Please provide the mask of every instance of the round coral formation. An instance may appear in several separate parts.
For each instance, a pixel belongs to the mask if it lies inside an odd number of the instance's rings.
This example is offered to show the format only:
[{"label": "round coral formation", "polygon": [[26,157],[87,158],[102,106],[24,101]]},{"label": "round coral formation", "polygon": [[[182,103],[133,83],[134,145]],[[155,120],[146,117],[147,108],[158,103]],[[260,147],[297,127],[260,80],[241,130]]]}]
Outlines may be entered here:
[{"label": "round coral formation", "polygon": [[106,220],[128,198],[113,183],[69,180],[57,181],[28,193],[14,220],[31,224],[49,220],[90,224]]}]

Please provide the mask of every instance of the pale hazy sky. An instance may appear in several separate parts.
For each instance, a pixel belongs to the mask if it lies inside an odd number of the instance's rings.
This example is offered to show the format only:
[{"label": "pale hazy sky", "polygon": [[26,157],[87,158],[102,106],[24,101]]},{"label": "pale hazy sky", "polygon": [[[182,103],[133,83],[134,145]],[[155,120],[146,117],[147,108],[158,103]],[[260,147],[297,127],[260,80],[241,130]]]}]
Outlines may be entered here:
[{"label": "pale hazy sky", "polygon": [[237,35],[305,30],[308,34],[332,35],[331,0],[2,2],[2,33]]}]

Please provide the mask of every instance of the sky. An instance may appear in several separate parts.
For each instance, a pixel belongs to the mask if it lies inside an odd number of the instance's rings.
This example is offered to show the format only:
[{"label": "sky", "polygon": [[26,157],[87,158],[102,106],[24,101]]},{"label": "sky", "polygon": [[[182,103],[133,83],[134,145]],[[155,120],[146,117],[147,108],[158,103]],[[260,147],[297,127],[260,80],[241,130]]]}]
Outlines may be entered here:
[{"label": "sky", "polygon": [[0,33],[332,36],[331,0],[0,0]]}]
——————————
### Your objective
Starting at the line that contains "Please provide the mask of every instance of the sky." and running to the end of the listing, write those lines out again with "entered" changed to "drawn" and nothing else altered.

### In response
Please provide the mask of every instance of the sky. An instance may appear in several separate parts.
For each instance, a pixel belongs to the mask if it lies inside an odd number of the instance's rings.
This example is offered to show the format only:
[{"label": "sky", "polygon": [[26,157],[87,158],[102,106],[24,101]]},{"label": "sky", "polygon": [[[182,103],[133,83],[134,145]],[[155,120],[146,117],[147,108],[158,103]],[[260,147],[297,127],[260,80],[241,130]]]}]
Outlines may be drawn here:
[{"label": "sky", "polygon": [[0,33],[332,36],[331,0],[0,0]]}]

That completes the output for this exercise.